Raw data:
>> Start
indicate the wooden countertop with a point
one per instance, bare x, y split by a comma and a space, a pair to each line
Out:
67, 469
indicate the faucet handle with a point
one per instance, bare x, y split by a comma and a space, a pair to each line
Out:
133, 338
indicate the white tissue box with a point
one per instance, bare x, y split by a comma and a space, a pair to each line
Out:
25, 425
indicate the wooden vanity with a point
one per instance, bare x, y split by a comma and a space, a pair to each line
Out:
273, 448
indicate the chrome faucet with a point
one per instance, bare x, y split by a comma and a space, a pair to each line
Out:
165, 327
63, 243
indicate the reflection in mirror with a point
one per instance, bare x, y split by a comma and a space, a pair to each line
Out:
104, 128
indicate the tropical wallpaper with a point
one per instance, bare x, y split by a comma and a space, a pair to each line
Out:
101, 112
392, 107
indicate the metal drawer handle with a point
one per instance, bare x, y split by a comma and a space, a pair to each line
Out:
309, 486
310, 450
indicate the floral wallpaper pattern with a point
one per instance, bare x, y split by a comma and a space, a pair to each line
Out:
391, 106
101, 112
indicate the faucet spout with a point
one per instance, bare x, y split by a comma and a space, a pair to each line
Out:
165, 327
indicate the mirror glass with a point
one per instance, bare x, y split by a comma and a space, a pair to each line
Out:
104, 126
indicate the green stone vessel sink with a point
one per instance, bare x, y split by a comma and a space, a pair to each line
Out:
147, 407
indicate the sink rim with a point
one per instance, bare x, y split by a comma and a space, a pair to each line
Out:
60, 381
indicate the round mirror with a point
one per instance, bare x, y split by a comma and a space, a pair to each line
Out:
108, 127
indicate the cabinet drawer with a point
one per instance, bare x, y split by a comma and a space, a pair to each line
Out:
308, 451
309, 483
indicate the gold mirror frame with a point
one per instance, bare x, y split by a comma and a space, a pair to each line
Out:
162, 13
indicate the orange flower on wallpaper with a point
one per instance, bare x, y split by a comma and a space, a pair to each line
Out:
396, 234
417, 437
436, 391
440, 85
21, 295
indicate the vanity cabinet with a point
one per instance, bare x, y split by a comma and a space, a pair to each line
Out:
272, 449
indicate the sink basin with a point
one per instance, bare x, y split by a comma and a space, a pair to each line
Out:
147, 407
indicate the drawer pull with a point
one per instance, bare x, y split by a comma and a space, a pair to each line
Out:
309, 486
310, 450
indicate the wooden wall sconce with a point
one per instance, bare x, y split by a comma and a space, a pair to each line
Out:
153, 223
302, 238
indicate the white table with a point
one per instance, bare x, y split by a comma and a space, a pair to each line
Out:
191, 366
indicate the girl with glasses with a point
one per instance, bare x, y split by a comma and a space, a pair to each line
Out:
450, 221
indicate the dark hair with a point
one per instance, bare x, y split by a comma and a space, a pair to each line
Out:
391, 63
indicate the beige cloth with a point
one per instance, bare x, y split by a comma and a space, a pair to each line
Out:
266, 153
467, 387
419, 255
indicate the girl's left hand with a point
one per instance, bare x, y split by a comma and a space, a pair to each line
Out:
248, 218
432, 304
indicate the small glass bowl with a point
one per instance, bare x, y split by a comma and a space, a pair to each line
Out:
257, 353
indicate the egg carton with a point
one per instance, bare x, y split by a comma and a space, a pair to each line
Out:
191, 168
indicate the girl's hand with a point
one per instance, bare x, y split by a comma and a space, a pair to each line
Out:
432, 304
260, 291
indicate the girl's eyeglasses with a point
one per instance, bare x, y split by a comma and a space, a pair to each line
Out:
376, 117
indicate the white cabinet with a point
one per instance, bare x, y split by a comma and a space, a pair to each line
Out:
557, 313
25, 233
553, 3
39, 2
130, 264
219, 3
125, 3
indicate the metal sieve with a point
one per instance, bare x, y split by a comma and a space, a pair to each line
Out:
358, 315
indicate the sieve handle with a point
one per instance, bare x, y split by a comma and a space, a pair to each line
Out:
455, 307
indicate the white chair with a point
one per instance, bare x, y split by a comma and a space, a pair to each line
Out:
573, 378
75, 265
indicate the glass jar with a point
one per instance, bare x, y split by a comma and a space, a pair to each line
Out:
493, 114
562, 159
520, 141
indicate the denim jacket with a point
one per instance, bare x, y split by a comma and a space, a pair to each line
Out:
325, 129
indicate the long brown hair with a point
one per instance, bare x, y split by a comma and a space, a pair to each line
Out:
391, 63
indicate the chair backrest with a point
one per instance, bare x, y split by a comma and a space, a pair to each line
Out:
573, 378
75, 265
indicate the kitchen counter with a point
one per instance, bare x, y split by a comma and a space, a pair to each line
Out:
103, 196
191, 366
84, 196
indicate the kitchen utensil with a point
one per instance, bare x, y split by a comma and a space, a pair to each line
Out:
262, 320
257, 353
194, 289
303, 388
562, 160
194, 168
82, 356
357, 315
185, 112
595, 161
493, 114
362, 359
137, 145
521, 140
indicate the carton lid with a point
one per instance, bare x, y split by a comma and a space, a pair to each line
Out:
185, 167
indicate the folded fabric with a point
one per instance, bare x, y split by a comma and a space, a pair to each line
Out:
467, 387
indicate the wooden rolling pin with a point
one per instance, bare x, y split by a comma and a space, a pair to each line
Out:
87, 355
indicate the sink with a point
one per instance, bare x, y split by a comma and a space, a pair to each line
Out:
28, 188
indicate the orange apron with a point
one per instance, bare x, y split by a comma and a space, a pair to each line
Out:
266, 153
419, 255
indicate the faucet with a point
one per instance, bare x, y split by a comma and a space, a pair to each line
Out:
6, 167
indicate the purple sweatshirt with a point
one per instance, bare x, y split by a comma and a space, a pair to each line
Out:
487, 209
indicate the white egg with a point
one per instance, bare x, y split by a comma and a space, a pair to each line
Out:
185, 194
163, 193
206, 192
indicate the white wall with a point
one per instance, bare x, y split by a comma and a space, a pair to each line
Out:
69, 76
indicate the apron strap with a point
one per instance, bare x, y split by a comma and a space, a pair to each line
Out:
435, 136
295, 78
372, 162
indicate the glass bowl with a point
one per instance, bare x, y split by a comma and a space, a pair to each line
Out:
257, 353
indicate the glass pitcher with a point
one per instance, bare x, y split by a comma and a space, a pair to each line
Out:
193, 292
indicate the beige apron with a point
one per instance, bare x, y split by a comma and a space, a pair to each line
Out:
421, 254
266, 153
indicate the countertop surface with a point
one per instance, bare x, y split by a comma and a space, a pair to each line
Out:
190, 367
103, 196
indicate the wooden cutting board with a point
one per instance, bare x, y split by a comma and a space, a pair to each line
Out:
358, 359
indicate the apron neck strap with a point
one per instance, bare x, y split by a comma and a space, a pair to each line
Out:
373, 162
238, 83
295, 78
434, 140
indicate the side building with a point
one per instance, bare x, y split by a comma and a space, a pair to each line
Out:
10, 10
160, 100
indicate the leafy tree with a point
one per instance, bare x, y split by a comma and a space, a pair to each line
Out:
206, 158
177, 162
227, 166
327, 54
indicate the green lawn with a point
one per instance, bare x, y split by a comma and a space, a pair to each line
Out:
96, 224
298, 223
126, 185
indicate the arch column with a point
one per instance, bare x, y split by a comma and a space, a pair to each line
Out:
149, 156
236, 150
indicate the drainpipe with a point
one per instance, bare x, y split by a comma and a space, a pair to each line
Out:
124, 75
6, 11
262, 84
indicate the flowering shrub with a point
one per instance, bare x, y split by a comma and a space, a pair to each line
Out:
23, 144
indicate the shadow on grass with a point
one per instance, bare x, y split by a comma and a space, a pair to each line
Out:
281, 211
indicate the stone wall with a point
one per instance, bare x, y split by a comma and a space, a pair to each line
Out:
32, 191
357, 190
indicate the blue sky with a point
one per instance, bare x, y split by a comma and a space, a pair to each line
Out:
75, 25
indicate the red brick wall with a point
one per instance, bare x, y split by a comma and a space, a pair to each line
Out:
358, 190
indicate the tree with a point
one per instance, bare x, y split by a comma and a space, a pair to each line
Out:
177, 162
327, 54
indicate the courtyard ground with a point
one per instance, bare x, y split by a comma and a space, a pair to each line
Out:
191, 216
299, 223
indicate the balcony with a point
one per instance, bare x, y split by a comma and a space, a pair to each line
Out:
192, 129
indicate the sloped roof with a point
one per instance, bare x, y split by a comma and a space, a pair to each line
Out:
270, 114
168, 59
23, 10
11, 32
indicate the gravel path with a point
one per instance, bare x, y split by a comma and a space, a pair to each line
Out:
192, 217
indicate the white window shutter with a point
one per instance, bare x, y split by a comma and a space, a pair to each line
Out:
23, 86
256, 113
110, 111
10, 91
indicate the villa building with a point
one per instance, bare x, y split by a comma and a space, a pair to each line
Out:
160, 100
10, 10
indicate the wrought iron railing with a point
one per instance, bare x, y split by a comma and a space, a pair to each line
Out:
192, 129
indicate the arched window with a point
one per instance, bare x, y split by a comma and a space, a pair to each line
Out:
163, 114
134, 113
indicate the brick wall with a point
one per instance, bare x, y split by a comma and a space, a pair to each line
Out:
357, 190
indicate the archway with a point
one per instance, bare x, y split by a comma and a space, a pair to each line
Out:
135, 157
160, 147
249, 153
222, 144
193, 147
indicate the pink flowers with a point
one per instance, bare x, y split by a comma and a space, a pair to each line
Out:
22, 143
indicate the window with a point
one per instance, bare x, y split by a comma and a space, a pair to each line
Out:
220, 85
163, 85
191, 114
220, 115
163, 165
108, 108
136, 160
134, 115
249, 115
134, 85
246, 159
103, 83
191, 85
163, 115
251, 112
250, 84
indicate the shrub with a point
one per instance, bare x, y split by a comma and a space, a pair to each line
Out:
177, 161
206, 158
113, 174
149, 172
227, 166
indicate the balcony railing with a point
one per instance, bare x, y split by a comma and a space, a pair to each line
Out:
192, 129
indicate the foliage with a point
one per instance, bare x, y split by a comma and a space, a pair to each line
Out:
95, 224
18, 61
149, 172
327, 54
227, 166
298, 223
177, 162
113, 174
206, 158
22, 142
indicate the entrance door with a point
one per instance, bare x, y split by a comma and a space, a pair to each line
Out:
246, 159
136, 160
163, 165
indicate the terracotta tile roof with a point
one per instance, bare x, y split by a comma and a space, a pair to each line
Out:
>> End
Repeat the line that contains "indicate the shrub with a point", then every line after it until the records end, with nothing added.

indicate the shrub with a point
one per instance, bare x, y split by a comma and a space, a pair to each line
Out:
177, 161
206, 158
113, 174
149, 172
227, 166
indicate the balcony railing with a point
one per instance, bare x, y split by a comma and a space, a pair to each line
Out:
192, 129
indicate the foliage with a point
one per instance, bare x, y split by a comma and a space, a pair to each line
Out:
95, 224
18, 61
149, 172
327, 54
227, 166
298, 223
177, 162
113, 174
206, 158
22, 142
indicate the entrance door with a point
one per instance, bare x, y split by a comma and a space, a pair to each line
Out:
246, 159
136, 160
163, 165
indicate the terracotta tile roof with a point
one per instance, bare x, y split by a comma and a space, a pair to each line
Out:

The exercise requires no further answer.